● What is needed: Output the records between the lines holding "For every instance of the tree branch, mark" and "x=426 y=161", inclusive, as a two-column CSV with the headers text and answer. Use one row per record, with each field in double quotes and line breaks replaced by spaces.

Data records:
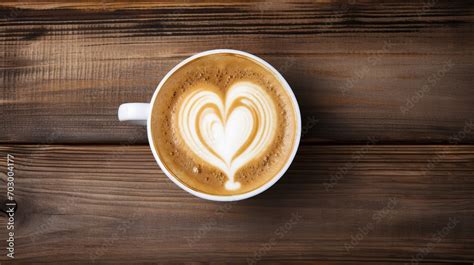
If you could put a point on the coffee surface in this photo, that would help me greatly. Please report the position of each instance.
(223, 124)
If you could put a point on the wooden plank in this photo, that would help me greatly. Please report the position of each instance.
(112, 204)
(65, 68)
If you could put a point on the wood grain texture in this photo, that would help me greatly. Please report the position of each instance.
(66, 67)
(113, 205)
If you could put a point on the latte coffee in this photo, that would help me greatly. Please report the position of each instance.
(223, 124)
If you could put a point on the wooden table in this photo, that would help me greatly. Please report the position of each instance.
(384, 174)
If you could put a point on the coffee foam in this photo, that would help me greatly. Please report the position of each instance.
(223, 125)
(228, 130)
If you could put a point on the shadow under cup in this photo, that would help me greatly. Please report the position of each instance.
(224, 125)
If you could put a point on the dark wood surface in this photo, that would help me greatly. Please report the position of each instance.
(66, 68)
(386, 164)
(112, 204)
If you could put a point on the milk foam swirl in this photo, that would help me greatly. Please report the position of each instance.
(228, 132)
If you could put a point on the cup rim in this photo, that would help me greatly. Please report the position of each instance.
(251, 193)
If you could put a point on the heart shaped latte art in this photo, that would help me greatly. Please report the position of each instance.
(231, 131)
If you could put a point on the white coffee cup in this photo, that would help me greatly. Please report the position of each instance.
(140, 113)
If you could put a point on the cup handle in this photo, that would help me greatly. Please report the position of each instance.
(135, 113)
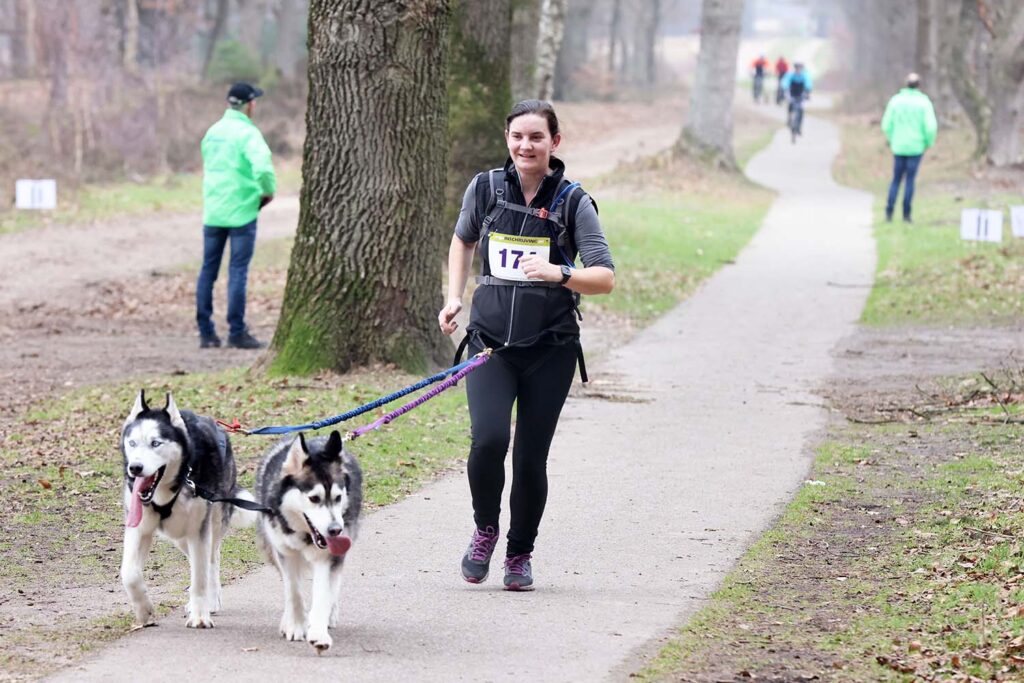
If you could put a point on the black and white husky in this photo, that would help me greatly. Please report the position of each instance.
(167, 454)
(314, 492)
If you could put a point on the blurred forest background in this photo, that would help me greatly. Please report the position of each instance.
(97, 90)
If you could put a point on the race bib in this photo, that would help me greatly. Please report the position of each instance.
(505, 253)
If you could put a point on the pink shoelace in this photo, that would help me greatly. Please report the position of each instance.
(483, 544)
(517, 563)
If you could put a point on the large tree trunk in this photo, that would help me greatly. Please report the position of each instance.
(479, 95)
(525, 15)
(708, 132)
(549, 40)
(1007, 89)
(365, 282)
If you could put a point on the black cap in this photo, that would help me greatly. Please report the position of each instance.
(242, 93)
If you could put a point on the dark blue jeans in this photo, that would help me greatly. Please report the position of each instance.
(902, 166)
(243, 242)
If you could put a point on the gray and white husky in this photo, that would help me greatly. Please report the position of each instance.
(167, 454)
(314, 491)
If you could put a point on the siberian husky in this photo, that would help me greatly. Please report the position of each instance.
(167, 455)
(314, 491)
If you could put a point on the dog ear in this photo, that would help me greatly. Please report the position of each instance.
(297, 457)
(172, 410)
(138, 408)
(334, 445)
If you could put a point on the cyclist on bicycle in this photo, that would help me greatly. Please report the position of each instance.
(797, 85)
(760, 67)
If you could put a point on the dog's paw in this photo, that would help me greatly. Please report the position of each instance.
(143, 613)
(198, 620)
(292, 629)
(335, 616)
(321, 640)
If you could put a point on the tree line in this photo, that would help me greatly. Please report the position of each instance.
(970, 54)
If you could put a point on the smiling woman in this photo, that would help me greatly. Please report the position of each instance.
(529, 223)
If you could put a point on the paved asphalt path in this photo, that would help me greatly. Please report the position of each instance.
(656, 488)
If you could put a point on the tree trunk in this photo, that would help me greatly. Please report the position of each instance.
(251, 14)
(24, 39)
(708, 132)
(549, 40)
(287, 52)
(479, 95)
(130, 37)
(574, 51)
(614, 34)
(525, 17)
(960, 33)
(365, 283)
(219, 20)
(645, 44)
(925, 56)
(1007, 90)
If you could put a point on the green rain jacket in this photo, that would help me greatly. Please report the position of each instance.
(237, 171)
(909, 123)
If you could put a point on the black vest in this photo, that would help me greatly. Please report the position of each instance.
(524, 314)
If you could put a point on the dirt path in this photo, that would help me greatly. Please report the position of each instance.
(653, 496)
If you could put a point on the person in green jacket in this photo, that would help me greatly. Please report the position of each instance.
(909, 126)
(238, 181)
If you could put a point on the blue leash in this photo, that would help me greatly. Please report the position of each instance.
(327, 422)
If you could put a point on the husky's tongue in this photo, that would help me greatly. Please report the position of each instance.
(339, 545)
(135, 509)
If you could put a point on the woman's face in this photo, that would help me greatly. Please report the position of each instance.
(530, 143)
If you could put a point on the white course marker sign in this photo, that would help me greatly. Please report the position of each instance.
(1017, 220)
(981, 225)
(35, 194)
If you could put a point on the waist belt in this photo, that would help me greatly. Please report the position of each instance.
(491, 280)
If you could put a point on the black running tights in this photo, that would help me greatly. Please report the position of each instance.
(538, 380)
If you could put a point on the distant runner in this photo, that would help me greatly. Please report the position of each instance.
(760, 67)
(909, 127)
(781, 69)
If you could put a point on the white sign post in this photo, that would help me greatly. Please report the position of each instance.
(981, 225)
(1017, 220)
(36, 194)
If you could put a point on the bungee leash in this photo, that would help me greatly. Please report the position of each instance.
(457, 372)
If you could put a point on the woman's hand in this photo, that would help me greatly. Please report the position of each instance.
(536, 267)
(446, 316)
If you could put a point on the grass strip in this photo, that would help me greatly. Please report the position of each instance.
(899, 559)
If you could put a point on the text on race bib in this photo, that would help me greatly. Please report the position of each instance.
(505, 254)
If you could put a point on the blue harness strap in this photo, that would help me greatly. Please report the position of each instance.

==

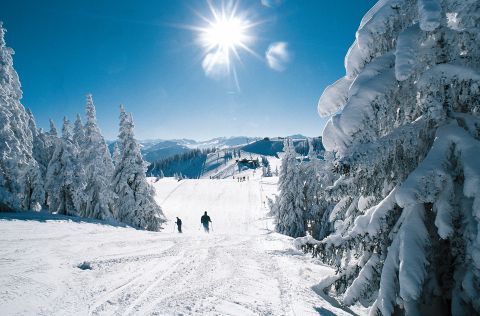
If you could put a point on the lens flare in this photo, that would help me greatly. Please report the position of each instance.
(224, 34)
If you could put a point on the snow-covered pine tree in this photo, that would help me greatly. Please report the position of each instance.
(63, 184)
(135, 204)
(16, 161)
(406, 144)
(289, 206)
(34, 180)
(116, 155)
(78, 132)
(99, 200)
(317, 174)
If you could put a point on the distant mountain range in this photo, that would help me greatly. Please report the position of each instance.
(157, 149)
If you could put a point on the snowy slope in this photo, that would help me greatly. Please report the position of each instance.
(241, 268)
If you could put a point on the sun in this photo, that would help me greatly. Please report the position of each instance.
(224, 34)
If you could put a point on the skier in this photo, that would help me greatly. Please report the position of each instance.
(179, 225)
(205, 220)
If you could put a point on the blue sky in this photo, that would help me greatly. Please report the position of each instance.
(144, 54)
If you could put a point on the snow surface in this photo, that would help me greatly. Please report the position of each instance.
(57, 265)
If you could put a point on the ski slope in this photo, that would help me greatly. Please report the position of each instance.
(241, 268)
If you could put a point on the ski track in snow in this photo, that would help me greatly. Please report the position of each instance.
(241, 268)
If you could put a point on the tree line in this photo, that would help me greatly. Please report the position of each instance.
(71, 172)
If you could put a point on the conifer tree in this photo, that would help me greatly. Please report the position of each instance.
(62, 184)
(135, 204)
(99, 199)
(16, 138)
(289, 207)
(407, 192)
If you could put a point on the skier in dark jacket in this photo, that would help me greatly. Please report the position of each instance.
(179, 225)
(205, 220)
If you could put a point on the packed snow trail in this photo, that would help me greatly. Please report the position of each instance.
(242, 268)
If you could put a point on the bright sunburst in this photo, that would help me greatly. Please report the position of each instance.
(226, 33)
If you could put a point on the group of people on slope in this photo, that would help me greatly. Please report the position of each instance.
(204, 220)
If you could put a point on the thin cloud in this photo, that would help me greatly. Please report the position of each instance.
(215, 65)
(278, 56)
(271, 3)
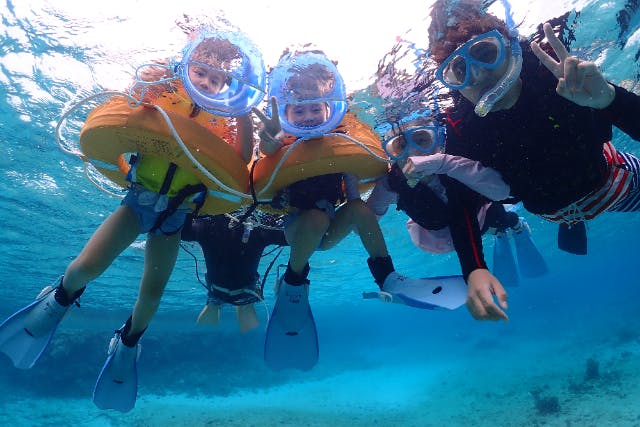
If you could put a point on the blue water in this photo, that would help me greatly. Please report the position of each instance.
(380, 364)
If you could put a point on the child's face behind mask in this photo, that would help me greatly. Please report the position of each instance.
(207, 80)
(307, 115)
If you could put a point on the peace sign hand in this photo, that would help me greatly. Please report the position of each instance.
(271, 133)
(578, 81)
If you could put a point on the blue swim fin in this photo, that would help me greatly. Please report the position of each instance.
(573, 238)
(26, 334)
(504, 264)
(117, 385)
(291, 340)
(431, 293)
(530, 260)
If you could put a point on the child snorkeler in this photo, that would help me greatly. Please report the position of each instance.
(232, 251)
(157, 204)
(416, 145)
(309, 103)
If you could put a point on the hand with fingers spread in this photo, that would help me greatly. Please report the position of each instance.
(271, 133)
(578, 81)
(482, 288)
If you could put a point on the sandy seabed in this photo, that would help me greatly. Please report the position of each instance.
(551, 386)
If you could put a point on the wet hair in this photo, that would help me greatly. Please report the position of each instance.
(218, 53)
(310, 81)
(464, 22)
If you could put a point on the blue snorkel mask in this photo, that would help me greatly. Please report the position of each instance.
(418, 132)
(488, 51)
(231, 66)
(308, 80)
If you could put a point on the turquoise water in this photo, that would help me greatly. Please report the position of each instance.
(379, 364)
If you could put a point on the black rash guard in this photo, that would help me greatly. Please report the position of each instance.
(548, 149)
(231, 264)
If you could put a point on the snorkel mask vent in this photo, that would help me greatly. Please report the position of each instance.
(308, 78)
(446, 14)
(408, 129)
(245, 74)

==

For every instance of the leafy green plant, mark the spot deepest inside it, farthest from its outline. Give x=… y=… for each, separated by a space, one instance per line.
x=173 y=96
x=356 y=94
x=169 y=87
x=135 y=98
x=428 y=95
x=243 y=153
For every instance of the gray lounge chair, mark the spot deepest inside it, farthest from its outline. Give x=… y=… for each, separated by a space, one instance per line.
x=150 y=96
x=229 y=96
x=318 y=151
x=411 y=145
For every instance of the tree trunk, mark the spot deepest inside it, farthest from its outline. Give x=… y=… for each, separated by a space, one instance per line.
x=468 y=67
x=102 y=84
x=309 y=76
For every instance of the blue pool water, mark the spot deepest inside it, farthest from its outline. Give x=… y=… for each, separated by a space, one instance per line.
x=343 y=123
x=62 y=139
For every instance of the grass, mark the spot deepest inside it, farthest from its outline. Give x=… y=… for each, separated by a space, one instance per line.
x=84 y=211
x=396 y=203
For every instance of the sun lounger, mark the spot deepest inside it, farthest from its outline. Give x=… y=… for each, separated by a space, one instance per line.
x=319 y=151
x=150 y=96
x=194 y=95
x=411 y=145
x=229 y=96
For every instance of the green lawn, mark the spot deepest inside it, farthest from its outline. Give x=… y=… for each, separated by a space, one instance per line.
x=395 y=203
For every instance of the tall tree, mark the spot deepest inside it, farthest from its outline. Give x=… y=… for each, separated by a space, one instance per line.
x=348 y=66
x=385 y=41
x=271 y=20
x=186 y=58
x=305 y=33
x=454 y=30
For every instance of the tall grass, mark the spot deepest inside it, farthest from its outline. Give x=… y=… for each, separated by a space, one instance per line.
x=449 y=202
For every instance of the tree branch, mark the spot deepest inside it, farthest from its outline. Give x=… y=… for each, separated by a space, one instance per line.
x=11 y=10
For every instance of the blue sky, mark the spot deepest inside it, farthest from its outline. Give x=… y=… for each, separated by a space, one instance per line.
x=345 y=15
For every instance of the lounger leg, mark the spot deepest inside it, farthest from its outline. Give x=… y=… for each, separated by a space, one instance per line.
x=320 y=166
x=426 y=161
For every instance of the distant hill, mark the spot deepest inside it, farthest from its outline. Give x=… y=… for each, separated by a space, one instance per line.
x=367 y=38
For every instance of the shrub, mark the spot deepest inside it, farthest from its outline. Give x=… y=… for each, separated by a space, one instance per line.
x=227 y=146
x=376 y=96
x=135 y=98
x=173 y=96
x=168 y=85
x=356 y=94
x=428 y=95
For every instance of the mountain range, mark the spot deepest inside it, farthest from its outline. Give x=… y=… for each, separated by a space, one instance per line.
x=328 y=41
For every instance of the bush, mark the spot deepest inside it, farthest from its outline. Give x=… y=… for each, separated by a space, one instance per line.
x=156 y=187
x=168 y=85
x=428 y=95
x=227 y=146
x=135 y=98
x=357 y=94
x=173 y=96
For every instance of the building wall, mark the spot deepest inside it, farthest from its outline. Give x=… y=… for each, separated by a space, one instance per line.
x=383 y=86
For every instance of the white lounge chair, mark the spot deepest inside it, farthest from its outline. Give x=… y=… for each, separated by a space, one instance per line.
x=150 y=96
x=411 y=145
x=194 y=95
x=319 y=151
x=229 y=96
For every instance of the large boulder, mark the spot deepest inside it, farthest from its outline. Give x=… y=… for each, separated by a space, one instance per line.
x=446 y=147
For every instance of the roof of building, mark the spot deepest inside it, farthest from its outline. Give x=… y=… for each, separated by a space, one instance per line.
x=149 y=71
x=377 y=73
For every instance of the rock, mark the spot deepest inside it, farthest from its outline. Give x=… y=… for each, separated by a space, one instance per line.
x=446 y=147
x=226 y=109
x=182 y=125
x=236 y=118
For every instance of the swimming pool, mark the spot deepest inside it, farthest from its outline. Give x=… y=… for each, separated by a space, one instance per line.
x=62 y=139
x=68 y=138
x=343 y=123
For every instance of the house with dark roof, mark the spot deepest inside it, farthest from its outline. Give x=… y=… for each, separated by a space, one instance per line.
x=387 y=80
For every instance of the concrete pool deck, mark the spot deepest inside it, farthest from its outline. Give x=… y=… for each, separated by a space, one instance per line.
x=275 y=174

● Solution for this exercise:
text,answer
"For every instance of the tree branch, mark the spot deepest inside it, farthest from its outline. Give x=… y=… for each, separated by a space, one instance per line.","x=11 y=10"
"For every instance of the blue sky, mark the spot deepest inside it, farthest from its outline. Give x=… y=… for each, separated by a space, one instance per line.","x=345 y=15"
"For every instance of the lounger leg, mark the spot deepest inside it, farthest from its outline. Give x=… y=… for each, separated by a space, one instance per line.","x=320 y=166 x=426 y=161"